## Task to complete
Whichever lines of the entries hold the word "photo" should be identified and copied.

## Data to process
·····

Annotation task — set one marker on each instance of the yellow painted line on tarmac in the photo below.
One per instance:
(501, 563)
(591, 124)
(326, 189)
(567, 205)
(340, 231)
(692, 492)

·····

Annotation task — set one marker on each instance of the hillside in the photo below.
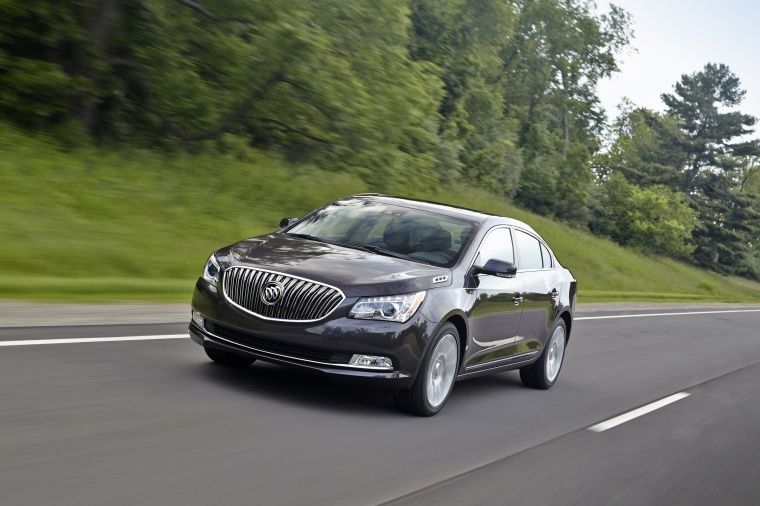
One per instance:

·····

## Solved exercise
Annotation task — set one marker on each instance of the yellow painted line on tarmac in the photo below.
Annotation task — set one marker on each instance of the hillside in the photo below.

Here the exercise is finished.